- _TASK TO CARRY OUT_
Output the data below in full, character for character.

— Start ENTRIES SHOWN —

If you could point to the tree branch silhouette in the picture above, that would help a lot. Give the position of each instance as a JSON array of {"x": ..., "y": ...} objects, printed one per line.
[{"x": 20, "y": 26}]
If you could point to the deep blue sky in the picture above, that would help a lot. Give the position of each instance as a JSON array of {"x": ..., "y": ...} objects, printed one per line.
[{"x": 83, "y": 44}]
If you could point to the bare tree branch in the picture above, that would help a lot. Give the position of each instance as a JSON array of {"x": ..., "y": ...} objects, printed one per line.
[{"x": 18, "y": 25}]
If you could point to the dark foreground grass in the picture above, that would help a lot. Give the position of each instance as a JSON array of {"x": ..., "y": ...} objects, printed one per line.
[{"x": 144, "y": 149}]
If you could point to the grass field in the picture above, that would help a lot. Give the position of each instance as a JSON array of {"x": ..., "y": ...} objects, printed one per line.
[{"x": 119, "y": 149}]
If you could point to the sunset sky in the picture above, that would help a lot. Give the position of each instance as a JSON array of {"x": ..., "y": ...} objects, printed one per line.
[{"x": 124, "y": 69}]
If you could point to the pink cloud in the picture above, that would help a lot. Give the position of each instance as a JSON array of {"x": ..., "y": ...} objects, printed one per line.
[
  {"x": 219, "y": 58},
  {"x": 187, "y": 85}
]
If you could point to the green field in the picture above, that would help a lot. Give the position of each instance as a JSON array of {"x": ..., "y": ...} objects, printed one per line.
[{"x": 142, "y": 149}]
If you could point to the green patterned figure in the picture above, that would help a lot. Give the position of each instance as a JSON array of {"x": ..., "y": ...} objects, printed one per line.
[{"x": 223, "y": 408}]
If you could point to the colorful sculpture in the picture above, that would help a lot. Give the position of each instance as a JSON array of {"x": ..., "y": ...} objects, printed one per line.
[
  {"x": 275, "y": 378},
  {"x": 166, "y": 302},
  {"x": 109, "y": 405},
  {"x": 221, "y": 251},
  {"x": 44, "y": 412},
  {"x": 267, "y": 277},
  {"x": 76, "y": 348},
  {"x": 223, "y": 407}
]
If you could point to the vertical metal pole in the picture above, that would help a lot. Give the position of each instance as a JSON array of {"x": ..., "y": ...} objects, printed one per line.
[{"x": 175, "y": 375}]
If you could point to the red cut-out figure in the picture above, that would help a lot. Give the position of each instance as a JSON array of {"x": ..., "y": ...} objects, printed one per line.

— End ENTRIES SHOWN —

- _RESULT_
If you could point to the tree branch silhouette in the picture above, that would help a lot. Give the position of each instance as a JSON array of {"x": ..., "y": ...} objects, printed one per line.
[{"x": 20, "y": 26}]
If you could point to the deep blue sky in the picture above, that would help a lot. Give the position of each instance as a JSON array of {"x": ..., "y": ...} objects, printed one per line.
[{"x": 83, "y": 44}]
If you could point to the bare tree branch in the picture above, that would help a lot. Give the position of each instance as a JSON array of {"x": ..., "y": ...} objects, printed one per line.
[{"x": 18, "y": 25}]
If you could point to the dark foreground grass in the picture above, that would help a lot. Give the position of each instance as a JSON array of {"x": ..., "y": ...} objects, printed one per line.
[{"x": 144, "y": 149}]
If you could point to the grass field in the picture above, that would help a lot. Give the position of each instance as a JSON array of {"x": ..., "y": ...} objects, printed one per line.
[{"x": 119, "y": 149}]
If you could point to the sunset sky in the picture above, that would help a lot. Give the position of each instance as a JSON array of {"x": ..., "y": ...} objects, printed one per line.
[{"x": 124, "y": 69}]
If you could point to the pink cloud in the picture above, that would help a lot. Give the position of each instance as a JSON array of {"x": ..., "y": ...} objects, printed one per line.
[
  {"x": 219, "y": 58},
  {"x": 187, "y": 85}
]
If you could point to the green field in the picture above, that would help a lot. Give the position of each instance as a JSON array of {"x": ..., "y": ...} objects, printed one per line.
[{"x": 142, "y": 149}]
If you could point to the green patterned figure in the picture above, that would help a lot. Give the position of each instance as a JSON array of {"x": ..., "y": ...} objects, printed one per line.
[{"x": 223, "y": 408}]
If you could point to the colorful sculpture in the picture above, that would help a lot. Give the position of each instance as a JSON array of {"x": ..., "y": ...} objects, printed one per line.
[
  {"x": 275, "y": 378},
  {"x": 166, "y": 302},
  {"x": 109, "y": 405},
  {"x": 221, "y": 251},
  {"x": 44, "y": 412},
  {"x": 267, "y": 277},
  {"x": 76, "y": 348},
  {"x": 223, "y": 407}
]
If you could point to the vertical metal pole in the picture above, that would help a lot. Give the position of each instance as a JSON array of {"x": ..., "y": ...} objects, printed one per line.
[{"x": 175, "y": 375}]
If you could point to the red cut-out figure in the picture above, that would help a lot. Give the position of each instance as a JSON array of {"x": ..., "y": ...} objects, printed one per line.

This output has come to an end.